> [Texte fourni]:
____________________

Relations Japon-Chine : Un Équilibre Délicat entre Admiration, Méfiance et Nécessité

Le Japon se retrouve dans une équation difficile à résoudre, pris en tenaille entre la Chine, son puissant voisin continental, et les États-Unis, son allié. Face aux États-Unis, le Japon se situe dans une relation amour-haine. En vérité, il doit tout à son mentor : la possibilité même d’exister d’abord, la démocratie - qu’il interprète certes à sa façon -, aux conservateurs d’avoir pu rester au pouvoir quasi sans discontinuer depuis la fin de la guerre, aux ouvriers d’avoir la possibilité de s’exprimer à travers des syndicats aussi conformistes soient-ils, aux agriculteurs d’avoir enfin leur terre à eux, à sa jeunesse d’avoir eu accès à une nouvelle culture permettant une forme d’émancipation.

Et bien sûr, aujourd’hui, il peut se protéger sous son parapluie nucléaire car alors que la guerre faisait rage autour de lui sur le théâtre asiatique (Corée, Vietnam), il a pu se développer en paix. Face à la Chine, c’est aussi un sentiment trouble fait d’admiration, de jalousie et de peur. Centre de l’univers dans lequel le Japon s’est peu à peu constitué en nation, en partie face à lui, l'Empire du Milieu lui a en quelque sorte permis de se sentir en sécurité dans un monde centré sur l’hégémon chinois.

Il lui doit son écriture, ses traits de pensée confucianiste et bien d’autre chose. Fascination donc, mais aussi crainte que le géant asiatique cherche à se venger des vingt millions de morts que lui a infligées l’armée impériale et dont les comptes sont loin d’être soldés. Crainte d’être de plus en plus recalé dans la hiérarchie tellement fondamentale dans la pensée confucianiste dont il reste imprégné. Crainte aussi des frictions qu’impose la Chine à ses garde-côtes notamment autour des îles Senkaku et auxquels il ne sait en vérité comment répondre tant celles-ci se font au cas par cas sans qu’il lui soit possible de réagir avec un plan précis, avec toujours pour horizon un conflit plus direct.

Carte des îles Senkaku, source : Wikipedia

Les Enjeux Économiques et la Dépendance Mutuelle

C’est ainsi qu’il faut comprendre pourquoi il entend s'opposer à toute tentative américaine de l'intégrer à un bloc économique aligné contre la Chine. Mais par ailleurs, nombre de responsables ne souhaitent pas se laisser entraîner dans les efforts américains visant à maximiser la pression commerciale sur la Chine en limitant ses propres interactions économiques avec Pékin, principal partenaire commercial et source importante de biens et de matières premières.

L'industrie manufacturière japonaise a été durement touchée lorsque la Chine a restreint les exportations de terres rares vers le Japon en 2010, dans un contexte de conflit politique. Le Japon se méfie de restrictions similaires après que Pékin a ajouté sept terres rares à sa liste de contrôle des exportations, plus tôt ce mois-ci, en réponse aux droits de douane punitifs imposés par Washington.

____________________

> [Données]:
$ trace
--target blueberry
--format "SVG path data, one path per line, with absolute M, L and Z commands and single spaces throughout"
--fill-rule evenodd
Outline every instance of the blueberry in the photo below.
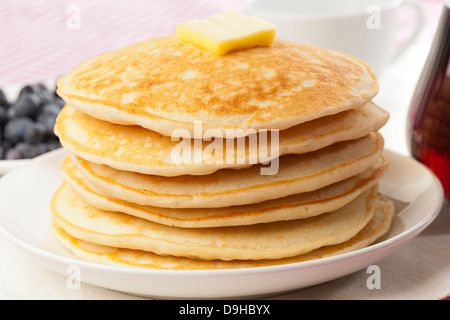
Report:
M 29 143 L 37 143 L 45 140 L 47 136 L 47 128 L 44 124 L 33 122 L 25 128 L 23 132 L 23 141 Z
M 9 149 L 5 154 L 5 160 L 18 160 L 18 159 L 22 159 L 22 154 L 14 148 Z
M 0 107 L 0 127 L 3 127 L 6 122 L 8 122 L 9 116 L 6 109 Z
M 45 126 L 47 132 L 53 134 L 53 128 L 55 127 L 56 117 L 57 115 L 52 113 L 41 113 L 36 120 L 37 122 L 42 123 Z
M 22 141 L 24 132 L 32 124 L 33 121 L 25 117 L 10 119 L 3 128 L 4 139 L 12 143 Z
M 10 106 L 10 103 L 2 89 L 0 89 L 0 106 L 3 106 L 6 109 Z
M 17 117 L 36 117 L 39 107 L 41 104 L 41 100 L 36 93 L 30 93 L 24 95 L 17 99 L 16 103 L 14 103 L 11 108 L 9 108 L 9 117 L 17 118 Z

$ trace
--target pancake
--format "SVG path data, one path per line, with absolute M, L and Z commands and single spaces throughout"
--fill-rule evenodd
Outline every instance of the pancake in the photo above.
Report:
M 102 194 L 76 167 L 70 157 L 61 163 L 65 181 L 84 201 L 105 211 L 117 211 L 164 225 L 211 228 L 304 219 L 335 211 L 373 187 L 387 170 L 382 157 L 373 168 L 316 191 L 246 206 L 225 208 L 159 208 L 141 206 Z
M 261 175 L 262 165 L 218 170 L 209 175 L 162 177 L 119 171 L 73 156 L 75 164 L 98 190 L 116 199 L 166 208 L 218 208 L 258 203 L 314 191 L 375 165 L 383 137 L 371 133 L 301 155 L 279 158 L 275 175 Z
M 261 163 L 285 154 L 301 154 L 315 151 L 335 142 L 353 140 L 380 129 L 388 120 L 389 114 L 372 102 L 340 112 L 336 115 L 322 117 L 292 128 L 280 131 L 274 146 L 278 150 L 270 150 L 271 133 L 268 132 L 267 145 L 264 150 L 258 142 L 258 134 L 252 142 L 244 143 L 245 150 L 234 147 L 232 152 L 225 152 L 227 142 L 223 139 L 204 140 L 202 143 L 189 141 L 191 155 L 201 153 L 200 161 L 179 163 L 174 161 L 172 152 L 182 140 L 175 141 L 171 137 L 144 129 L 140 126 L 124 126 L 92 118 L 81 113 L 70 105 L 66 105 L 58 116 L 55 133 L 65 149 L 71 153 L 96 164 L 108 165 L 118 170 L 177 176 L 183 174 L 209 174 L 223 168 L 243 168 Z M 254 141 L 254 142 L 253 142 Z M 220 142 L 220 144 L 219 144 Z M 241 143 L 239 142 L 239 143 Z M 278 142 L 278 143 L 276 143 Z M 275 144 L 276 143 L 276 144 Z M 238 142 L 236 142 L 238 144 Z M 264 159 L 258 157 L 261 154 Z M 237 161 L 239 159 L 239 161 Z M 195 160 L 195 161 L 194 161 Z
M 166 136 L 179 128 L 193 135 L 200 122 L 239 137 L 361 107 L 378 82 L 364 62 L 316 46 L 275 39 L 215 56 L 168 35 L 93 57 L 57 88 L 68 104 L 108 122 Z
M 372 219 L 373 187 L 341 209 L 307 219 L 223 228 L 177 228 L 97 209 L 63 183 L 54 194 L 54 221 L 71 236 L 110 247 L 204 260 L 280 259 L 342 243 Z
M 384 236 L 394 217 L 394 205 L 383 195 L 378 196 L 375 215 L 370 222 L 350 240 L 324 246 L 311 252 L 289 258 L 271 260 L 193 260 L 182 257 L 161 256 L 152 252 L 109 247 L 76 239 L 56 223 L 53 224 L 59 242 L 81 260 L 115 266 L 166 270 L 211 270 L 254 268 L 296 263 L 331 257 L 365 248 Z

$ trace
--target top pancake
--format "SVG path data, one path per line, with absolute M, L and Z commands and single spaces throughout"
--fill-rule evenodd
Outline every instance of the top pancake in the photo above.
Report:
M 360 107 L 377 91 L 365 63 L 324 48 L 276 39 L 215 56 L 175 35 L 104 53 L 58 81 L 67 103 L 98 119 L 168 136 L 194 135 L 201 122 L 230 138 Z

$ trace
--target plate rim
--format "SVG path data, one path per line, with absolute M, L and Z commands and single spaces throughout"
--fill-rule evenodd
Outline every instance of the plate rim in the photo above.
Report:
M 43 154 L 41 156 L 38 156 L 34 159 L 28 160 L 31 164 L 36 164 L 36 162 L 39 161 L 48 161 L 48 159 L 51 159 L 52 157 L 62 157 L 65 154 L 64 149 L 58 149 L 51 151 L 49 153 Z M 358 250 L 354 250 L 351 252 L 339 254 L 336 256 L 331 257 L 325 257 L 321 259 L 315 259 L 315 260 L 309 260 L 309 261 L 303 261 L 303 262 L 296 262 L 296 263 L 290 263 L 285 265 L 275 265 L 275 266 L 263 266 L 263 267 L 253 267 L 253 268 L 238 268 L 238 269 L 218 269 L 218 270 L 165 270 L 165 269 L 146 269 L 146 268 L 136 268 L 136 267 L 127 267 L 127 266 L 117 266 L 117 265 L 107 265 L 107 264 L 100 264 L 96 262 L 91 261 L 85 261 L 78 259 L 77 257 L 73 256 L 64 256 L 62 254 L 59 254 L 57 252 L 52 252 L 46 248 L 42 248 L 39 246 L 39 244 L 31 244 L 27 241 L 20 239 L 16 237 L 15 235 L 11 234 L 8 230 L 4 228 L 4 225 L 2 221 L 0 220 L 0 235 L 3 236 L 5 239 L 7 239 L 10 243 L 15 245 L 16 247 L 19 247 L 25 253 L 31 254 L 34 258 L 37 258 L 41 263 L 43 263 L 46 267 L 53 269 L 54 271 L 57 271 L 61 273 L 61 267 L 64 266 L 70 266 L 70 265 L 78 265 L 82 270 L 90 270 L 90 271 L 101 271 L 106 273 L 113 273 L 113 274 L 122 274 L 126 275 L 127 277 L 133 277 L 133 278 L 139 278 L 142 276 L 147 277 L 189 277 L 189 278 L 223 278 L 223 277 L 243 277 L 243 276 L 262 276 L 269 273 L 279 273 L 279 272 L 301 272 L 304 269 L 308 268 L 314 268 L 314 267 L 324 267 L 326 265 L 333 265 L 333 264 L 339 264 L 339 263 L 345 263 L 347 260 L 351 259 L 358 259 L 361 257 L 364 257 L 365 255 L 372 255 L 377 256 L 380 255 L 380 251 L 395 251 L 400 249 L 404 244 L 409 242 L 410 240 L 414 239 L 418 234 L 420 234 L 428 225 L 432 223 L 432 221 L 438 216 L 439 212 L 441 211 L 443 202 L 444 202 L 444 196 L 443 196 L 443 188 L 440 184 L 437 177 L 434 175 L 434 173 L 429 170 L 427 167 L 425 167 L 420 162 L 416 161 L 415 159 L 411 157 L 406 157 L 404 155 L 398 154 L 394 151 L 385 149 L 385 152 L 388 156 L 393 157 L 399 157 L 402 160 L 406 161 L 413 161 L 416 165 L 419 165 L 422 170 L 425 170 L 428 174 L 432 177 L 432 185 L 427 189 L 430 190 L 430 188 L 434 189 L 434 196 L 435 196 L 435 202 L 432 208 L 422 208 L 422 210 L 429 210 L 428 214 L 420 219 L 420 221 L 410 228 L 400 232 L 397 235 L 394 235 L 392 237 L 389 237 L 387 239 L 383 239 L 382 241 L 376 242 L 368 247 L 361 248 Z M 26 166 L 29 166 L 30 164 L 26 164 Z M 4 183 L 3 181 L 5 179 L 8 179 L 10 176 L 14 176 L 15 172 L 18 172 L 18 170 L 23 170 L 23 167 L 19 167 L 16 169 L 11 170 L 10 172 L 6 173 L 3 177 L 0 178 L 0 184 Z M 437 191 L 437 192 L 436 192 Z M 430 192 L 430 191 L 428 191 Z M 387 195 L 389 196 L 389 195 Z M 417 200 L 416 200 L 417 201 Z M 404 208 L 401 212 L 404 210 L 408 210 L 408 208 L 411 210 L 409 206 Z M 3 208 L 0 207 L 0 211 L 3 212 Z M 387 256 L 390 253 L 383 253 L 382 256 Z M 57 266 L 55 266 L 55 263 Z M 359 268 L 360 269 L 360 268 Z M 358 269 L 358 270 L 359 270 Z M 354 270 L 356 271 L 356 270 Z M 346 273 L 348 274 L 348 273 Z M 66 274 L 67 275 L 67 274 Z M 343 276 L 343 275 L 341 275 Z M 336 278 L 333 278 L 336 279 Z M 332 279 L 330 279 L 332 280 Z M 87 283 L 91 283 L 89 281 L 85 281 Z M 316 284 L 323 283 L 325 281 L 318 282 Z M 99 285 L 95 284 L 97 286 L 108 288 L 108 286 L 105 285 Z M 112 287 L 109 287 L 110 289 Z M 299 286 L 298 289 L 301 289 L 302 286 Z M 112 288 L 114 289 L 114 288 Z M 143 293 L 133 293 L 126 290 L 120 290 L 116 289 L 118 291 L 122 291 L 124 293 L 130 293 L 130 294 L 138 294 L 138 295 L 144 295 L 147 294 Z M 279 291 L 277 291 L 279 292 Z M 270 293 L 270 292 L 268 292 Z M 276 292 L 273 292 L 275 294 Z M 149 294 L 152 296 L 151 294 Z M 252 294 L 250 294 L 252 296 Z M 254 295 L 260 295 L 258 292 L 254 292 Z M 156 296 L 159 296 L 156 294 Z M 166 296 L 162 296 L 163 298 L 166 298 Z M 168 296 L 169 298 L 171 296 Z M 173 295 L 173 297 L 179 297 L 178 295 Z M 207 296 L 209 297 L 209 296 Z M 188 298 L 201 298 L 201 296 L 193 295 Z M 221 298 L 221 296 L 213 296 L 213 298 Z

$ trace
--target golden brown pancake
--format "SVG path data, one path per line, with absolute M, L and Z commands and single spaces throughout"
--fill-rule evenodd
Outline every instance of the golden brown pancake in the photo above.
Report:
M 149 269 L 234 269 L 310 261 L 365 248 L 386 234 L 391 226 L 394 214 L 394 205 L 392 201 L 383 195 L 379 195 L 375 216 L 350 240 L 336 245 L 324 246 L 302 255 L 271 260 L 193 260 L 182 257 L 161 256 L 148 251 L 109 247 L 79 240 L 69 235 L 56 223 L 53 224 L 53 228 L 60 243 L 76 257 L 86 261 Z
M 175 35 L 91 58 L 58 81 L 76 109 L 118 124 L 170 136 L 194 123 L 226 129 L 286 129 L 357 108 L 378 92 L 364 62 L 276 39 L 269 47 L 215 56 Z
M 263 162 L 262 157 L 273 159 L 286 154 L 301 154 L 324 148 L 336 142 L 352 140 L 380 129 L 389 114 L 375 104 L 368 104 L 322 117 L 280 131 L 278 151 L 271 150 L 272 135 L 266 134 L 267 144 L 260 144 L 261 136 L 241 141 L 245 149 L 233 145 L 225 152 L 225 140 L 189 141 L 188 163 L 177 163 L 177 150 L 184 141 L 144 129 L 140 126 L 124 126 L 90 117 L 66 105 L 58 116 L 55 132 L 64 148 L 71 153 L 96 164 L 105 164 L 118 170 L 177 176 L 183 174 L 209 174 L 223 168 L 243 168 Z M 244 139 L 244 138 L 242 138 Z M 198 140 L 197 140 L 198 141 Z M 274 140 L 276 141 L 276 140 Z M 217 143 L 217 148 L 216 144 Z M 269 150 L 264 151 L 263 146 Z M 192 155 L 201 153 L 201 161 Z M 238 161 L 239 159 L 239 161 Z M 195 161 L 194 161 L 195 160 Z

____________________

Recopiez, dans le texte sur les relations Japon-Chine, tout ce qui va de « Carte des îles » jusqu'à « de matières premières. ». Ces données proviennent d'une autre source que le texte.

Carte des îles Senkaku, source : Wikipedia

Les Enjeux Économiques et la Dépendance Mutuelle

C’est ainsi qu’il faut comprendre pourquoi il entend s'opposer à toute tentative américaine de l'intégrer à un bloc économique aligné contre la Chine. Mais par ailleurs, nombre de responsables ne souhaitent pas se laisser entraîner dans les efforts américains visant à maximiser la pression commerciale sur la Chine en limitant ses propres interactions économiques avec Pékin, principal partenaire commercial et source importante de biens et de matières premières.